SET PROBLEM –
Retype the entries below without alteration, starting at the very beginning and ending at the line that contains "245;351;300;373". Leave the pictures out of your answer.

+ + +

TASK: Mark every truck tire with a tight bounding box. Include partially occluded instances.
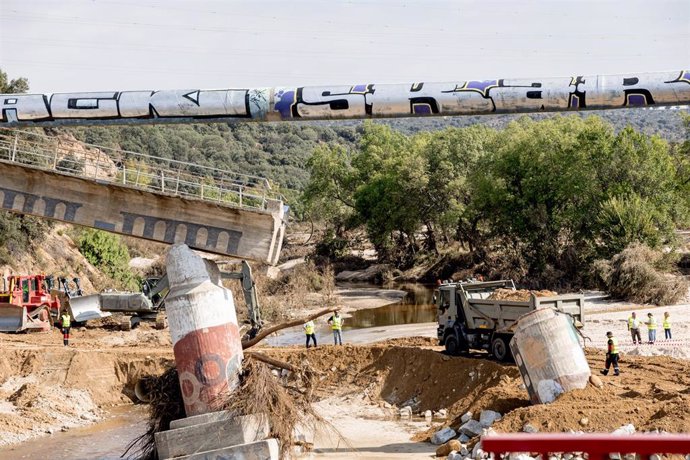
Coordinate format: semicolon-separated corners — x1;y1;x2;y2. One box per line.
445;334;460;356
491;336;513;362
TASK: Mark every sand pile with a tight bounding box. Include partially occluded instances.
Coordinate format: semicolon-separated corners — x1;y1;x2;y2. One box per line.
488;288;558;302
264;342;690;439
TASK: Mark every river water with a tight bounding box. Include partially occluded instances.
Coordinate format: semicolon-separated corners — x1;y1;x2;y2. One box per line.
0;405;147;460
266;283;436;346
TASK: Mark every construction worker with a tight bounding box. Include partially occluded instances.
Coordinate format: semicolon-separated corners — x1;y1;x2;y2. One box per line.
645;313;656;344
661;311;673;340
628;312;642;345
304;320;316;348
60;311;72;346
601;331;620;375
328;310;343;345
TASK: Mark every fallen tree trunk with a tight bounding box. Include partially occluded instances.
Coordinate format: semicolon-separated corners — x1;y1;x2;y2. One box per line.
242;308;337;350
245;351;300;373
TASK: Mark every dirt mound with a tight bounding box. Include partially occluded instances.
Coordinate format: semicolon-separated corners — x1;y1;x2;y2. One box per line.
264;343;690;439
488;288;558;302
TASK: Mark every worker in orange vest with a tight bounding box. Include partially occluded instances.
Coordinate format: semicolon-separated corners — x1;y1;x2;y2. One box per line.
601;331;620;375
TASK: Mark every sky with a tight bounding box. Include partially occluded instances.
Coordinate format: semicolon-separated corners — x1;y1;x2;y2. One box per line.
0;0;690;93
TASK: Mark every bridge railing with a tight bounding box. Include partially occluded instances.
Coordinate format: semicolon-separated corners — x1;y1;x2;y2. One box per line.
0;129;282;210
482;433;690;460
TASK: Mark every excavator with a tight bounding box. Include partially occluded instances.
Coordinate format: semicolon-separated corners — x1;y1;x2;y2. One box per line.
60;261;263;339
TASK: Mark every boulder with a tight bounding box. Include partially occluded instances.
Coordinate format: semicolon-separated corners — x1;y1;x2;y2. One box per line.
436;439;462;457
434;409;448;420
460;420;482;438
431;426;457;446
522;423;539;433
479;410;501;428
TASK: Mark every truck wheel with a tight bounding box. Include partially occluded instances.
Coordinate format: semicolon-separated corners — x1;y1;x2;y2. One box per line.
491;337;512;361
446;334;460;356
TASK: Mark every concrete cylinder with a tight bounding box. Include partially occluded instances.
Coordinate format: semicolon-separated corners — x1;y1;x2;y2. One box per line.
165;245;243;417
511;308;591;403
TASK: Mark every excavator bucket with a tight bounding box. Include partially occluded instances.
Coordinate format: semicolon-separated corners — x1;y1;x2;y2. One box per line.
67;294;110;323
0;303;27;332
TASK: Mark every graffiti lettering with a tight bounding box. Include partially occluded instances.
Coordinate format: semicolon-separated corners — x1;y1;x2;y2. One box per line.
0;70;690;128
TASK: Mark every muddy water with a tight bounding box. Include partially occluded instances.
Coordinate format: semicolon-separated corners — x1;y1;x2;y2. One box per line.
0;406;147;460
266;283;436;346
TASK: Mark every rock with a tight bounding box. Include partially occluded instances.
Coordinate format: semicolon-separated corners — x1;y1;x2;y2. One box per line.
537;379;563;404
479;410;501;428
472;441;484;459
431;426;457;446
522;423;539;433
589;375;604;388
434;409;448;420
613;423;635;434
460;420;482;438
436;439;462;457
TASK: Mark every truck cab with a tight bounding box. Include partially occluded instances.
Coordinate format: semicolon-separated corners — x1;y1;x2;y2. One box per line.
434;280;584;361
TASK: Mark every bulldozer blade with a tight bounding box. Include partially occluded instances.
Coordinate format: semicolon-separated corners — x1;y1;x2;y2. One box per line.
67;294;110;323
0;303;27;332
100;292;154;313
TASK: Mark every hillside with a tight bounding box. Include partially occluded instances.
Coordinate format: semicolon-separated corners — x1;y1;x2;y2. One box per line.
60;107;688;191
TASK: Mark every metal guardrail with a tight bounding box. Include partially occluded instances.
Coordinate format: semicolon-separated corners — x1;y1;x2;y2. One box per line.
0;129;283;210
482;433;690;460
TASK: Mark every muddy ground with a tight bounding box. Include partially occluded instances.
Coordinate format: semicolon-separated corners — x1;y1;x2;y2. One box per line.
0;291;690;458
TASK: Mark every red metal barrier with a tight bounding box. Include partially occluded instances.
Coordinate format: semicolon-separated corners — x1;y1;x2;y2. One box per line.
482;433;690;460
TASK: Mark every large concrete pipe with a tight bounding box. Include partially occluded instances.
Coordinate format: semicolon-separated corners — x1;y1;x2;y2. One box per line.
0;70;690;128
165;245;243;417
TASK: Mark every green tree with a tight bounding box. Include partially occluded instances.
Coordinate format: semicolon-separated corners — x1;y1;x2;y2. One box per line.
78;229;137;290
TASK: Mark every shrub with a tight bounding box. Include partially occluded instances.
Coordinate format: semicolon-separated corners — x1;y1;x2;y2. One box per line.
608;243;688;305
79;229;138;290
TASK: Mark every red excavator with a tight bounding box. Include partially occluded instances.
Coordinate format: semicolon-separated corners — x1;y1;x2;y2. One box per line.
0;275;60;332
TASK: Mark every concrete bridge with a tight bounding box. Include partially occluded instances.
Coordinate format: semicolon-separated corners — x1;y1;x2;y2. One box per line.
0;130;286;264
0;67;690;263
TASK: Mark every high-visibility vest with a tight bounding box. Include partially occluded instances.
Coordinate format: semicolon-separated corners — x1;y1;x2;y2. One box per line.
647;316;656;331
628;316;640;329
331;315;343;331
609;337;618;355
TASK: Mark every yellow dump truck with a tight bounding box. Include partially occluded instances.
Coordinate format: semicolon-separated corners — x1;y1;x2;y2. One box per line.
434;280;585;361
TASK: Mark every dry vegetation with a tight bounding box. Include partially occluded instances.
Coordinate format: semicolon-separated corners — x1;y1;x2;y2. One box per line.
598;243;689;305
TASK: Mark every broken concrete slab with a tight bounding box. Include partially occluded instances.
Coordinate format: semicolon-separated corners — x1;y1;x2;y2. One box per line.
479;410;501;428
156;415;269;458
431;426;457;446
170;410;231;430
166;438;280;460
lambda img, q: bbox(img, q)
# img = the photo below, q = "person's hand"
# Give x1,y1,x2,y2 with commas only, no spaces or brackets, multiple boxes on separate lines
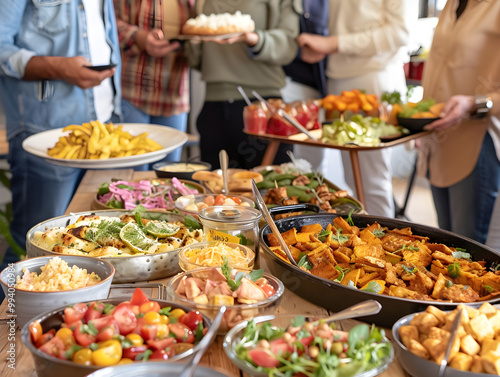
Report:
57,56,116,89
297,33,339,55
210,32,259,47
424,95,476,130
300,46,326,64
135,29,180,58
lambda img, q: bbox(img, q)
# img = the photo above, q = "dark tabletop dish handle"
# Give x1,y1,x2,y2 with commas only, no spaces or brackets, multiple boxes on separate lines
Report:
269,203,323,216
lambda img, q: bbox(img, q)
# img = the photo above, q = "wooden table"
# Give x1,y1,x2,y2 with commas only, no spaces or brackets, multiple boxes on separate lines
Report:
245,130,430,205
0,169,408,377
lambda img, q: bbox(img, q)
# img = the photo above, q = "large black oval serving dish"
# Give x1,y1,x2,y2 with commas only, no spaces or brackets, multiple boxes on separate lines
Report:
260,213,500,328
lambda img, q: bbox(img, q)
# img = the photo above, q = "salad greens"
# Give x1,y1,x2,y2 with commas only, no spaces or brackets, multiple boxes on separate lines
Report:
235,317,393,377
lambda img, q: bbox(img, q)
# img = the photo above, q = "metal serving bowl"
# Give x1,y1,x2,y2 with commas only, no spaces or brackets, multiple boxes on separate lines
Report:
26,210,202,284
259,213,500,328
21,297,215,377
0,255,115,326
392,314,491,377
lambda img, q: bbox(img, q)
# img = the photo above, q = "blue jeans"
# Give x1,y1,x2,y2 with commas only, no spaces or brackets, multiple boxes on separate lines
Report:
431,133,500,244
122,100,187,164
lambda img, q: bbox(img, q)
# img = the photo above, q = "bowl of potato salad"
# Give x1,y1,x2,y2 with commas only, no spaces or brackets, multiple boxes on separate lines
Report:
26,210,203,283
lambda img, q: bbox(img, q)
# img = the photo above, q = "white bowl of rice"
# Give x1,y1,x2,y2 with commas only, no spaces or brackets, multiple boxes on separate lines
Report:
0,255,115,326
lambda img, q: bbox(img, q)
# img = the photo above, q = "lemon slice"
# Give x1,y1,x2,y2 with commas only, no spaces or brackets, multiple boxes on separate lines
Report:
120,223,158,254
144,221,181,238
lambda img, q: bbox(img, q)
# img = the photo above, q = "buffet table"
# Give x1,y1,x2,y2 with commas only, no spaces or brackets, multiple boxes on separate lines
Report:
0,169,409,377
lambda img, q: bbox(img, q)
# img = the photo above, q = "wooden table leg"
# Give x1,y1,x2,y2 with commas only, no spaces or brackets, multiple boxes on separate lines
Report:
261,141,280,166
349,149,365,205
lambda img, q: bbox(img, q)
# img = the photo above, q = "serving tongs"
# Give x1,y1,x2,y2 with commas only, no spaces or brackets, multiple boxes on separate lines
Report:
252,90,319,141
252,178,298,267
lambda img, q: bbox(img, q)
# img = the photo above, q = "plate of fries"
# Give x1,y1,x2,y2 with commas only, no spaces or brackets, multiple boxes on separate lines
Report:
23,121,187,169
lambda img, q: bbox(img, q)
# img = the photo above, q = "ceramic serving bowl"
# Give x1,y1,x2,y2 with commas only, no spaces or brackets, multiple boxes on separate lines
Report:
153,161,212,179
167,267,285,334
179,241,255,271
0,255,115,327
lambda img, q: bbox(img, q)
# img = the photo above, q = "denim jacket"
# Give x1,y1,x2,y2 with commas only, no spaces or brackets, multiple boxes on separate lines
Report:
0,0,121,139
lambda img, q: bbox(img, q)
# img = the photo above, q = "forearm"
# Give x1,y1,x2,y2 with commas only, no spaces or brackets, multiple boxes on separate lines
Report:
23,56,65,81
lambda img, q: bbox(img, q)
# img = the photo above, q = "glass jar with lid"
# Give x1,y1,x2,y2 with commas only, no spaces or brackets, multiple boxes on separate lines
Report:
198,206,262,268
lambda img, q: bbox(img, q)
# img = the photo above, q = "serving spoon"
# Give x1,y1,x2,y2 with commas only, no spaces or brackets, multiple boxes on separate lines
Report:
178,306,226,377
311,300,382,325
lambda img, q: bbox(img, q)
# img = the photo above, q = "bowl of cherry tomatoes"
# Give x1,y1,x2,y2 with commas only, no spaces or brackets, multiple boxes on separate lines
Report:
21,288,211,377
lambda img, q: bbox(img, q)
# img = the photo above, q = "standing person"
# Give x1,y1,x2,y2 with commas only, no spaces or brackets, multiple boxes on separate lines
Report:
281,0,329,170
419,0,500,243
0,0,120,274
114,0,194,161
186,0,301,169
298,0,418,217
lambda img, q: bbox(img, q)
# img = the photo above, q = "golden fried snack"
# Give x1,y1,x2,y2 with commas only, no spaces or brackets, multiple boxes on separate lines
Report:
47,121,162,160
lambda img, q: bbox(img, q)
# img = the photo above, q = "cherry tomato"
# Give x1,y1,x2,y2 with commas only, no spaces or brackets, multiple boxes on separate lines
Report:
64,303,88,324
139,301,161,313
214,194,226,206
113,304,137,335
123,344,148,360
261,284,276,297
168,308,186,321
149,350,168,360
143,312,161,325
56,327,76,348
73,348,92,365
92,339,122,367
74,322,96,347
83,302,104,323
125,333,144,346
95,325,118,342
148,338,175,350
29,321,43,343
35,329,56,348
230,196,242,205
130,288,149,306
179,310,203,331
141,325,158,342
168,322,195,343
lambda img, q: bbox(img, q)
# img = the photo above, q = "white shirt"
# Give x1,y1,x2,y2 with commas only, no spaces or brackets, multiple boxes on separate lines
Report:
326,0,418,79
83,0,114,122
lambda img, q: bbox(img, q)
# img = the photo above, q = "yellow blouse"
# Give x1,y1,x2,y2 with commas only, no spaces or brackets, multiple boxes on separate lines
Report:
419,0,500,187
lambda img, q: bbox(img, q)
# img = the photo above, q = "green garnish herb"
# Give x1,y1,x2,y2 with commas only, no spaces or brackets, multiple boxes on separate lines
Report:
346,208,354,226
451,248,471,259
361,280,383,293
318,230,332,242
448,262,461,279
401,264,418,274
372,228,385,238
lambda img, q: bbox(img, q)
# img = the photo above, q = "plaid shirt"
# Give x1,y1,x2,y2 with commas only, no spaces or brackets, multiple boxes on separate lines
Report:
114,0,194,116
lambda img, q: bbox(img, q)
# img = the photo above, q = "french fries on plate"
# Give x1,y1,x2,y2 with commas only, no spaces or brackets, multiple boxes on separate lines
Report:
47,121,162,160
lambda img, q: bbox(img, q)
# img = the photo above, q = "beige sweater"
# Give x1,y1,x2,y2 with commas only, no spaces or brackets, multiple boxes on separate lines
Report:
419,0,500,187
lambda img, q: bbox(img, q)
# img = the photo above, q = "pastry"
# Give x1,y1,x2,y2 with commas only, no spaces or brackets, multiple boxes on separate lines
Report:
182,11,255,35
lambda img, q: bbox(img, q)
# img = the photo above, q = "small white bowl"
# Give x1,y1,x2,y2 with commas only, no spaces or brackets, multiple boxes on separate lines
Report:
0,255,115,327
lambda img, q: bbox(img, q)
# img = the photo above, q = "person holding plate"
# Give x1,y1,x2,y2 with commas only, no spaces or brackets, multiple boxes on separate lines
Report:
0,0,121,282
419,0,500,243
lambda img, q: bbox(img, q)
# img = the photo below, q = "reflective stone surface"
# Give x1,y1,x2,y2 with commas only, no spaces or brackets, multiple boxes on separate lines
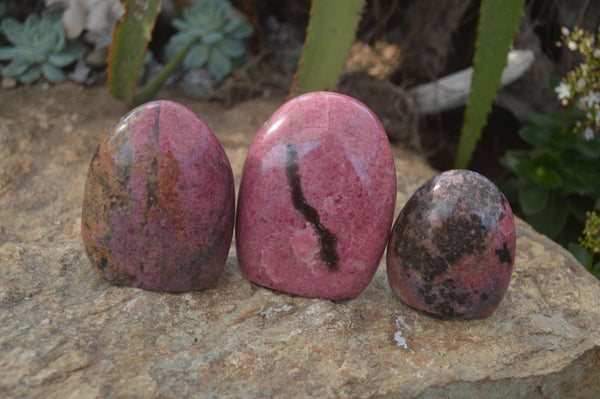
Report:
387,170,516,318
82,101,235,292
236,92,396,299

+ + +

TASK RESULT –
TASK: Mark every truck tire with a tight bounding box. Include partially occluded instances.
Coordinate format: semicolon-separated corners — x1;y1;x2;y2. One box per line.
445;334;460;356
491;336;513;362
TASK: Mark every sand pile with a tight bounding box. Include partially occluded instances.
Coordinate format: semicolon-separated corners — x1;y1;x2;y2. One box per line.
488;288;558;302
264;342;690;439
TASK: Mark every river water with a tight bounding box. Include partially occluded instances.
Coordinate format: semicolon-separated corners — x1;y1;x2;y2. One box per line.
0;405;147;460
266;283;436;346
TASK: Mark every construction worker with a tight bounding box. Include partially occluded instances.
Coordinate format: semicolon-separated corners — x1;y1;x2;y2. One box per line.
645;313;656;344
661;311;673;340
628;312;642;345
304;320;316;348
60;311;72;346
601;331;620;375
328;310;343;345
TASK: Mark every fallen tree trunk with a tight bounding box. Include partially occluded instances.
Coordinate format: semicolon-separated corners — x1;y1;x2;y2. One box per line.
242;308;337;350
245;351;300;373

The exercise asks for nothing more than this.